YOUR INSTRUCTIONS →
Reproduce every one of the entries below word for word, omitting the pictures.

Detection examples
################

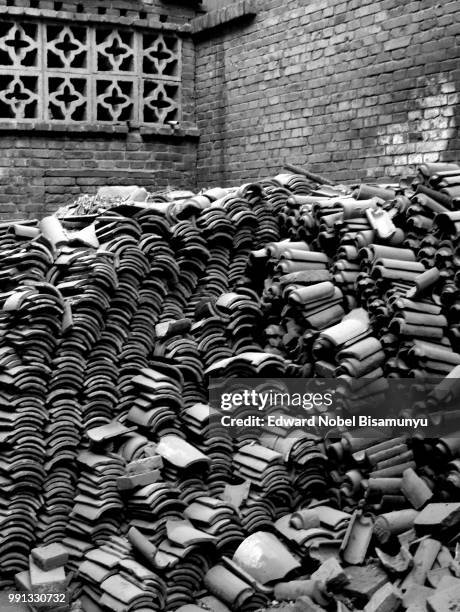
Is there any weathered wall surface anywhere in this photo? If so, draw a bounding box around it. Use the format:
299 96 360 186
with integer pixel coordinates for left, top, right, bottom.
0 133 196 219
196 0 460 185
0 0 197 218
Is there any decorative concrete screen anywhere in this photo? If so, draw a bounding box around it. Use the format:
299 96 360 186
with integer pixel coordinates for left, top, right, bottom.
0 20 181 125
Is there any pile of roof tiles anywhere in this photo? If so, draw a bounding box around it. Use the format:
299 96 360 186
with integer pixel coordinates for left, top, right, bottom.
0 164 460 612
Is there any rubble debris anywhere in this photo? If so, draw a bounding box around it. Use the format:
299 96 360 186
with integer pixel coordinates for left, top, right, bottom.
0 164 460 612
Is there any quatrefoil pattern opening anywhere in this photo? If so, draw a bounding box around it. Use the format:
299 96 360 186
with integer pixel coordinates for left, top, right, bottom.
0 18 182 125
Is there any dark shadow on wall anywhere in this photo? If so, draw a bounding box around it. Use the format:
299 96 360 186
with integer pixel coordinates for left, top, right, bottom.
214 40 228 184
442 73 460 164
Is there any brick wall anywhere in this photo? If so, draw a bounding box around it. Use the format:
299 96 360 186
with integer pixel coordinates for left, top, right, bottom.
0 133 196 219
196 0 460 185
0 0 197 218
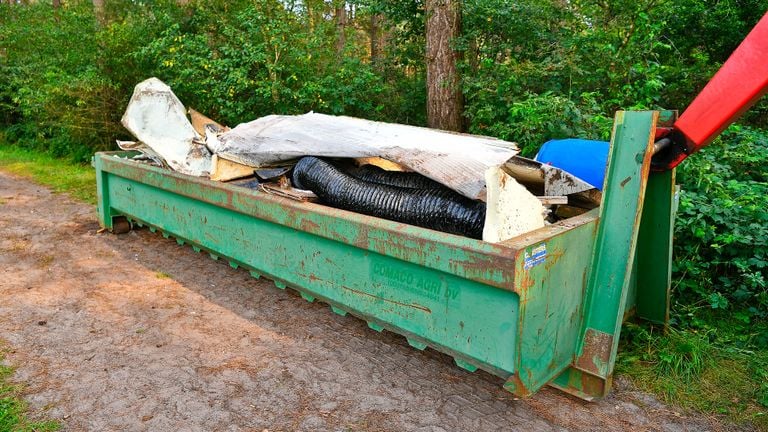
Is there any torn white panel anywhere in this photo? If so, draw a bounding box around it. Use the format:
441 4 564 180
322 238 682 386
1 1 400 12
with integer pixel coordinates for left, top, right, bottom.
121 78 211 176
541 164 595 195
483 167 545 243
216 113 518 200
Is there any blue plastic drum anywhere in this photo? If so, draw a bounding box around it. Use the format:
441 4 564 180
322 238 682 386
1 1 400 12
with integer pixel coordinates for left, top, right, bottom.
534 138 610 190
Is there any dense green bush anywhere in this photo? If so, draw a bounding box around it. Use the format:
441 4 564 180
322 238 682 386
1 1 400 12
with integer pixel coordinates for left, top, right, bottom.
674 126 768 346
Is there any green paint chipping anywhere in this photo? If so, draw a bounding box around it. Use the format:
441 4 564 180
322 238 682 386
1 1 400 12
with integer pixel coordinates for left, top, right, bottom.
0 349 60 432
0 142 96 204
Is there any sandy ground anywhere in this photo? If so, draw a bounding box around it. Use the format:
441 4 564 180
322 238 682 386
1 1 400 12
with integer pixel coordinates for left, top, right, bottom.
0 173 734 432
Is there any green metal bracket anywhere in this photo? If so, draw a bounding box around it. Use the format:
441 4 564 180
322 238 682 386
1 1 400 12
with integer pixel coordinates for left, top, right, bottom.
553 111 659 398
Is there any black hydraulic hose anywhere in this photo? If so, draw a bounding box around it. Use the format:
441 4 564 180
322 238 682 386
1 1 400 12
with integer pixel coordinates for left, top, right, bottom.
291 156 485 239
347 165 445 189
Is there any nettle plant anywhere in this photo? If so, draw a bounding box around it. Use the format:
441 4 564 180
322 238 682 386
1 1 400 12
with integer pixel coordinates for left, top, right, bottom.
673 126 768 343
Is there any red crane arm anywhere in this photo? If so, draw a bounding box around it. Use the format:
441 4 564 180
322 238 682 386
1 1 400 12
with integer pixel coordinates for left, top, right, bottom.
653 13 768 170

################

SOLUTION TO THIS PROBLEM →
Is there any weathered wall surface anywhere in this photo? If so, draw a bounding box around it. Use the format:
299 96 360 186
with integer pixel coordinates for left, top, right, bottom.
0 133 196 219
196 0 460 185
0 0 197 218
Is there any decorative concrete screen anywhere in this photo? If so, draw a bounding box around it. Use the format:
299 96 360 186
with integer pixel coordinates for left, top, right, bottom.
0 20 181 125
Is there any pile of roof tiles anywhere in this photo? If so, draw a bounding box around it. Use the format:
299 96 360 186
with integer pixel coordinates for left, top, right, bottom.
0 164 460 612
Is there any rubble debris anywhere in this photo? If so, draw a bounding box around it. Use the format:
299 96 360 186
with integer pixel coordinates for left, top, right, bottom.
0 164 460 612
Is there any quatrefoil pattern opening anywhere in this photo? If so, draw a bounding box around it. Use the format:
299 96 360 186
with integer pixel coordinates for left, top, right, bottom.
0 18 182 125
Is there any dark shadow on wall anywhere in this photo? If so, draw a bounding box around it. Use the format:
299 96 360 186
with integer pixel coordinates for left, top, right, bottom.
214 40 228 184
442 73 460 164
Is there any brick wall anywhere in this photo? If so, draw a bounding box around it. Use the format:
299 96 360 186
with integer pixel coordinates for left, top, right, bottom.
0 133 196 219
196 0 460 185
0 0 197 218
Is there any torn white panel anywhere in this photo? If so, draw a bounding box around it. Use the format:
441 4 564 180
322 238 682 386
1 1 400 12
with integer pixel coordinates for left, top, right, bottom.
121 78 211 176
541 164 595 195
483 167 545 243
216 113 518 200
Is there any blue plastic drum anywhere in this photo? If so, draw a bounding box around it. Use the format:
441 4 564 180
322 238 682 386
1 1 400 12
with integer pixel coordinates for left, top, right, bottom.
534 138 610 190
Is there any dense green bush anywhere in this photo? If so, draw a bounding box around it. Use the format:
441 4 564 180
322 238 682 386
1 1 400 12
with integer pixel coordinates for left, top, right, bottom.
674 126 768 346
Is there any green paint chipping anywhere in this photo? If so, draw a bounding box around it. Use the format:
441 4 564 180
322 238 682 386
1 1 400 12
with integer pixel coordinates for left, top, right, bottom.
0 349 60 432
0 142 96 204
Is there any sandy ground anywhere in this photo? If so, draw a bounding box around it. Use the format:
441 4 564 180
322 238 682 386
1 1 400 12
with integer pixel coordinates for left, top, right, bottom.
0 173 734 432
Is there any green metal bracket anywhere in this photo? If so, draw a bounding box around it. Use the format:
441 4 564 180
322 238 682 386
1 1 400 12
with integer pixel coordinates for left, top, right, bottom.
553 111 659 398
Is there any black hydraulic hose anywhere in this photo? If so, draw a bounding box around it. Use the format:
441 4 564 180
322 238 682 386
1 1 400 12
with integer pixel coordinates for left, top, right, bottom.
291 156 485 239
347 165 445 189
Is there any nettle plant anywhere in this photo? If so, draw a bounding box around it. Use the format:
441 4 564 180
322 238 682 386
1 1 400 12
with integer pixel coordinates for left, top, right, bottom.
673 126 768 343
Is there any red crane arm anywhere in this photo? If so, draw a bounding box around it. Use the format:
441 4 564 180
322 238 682 386
1 1 400 12
with integer pixel coordinates for left, top, right, bottom.
653 13 768 170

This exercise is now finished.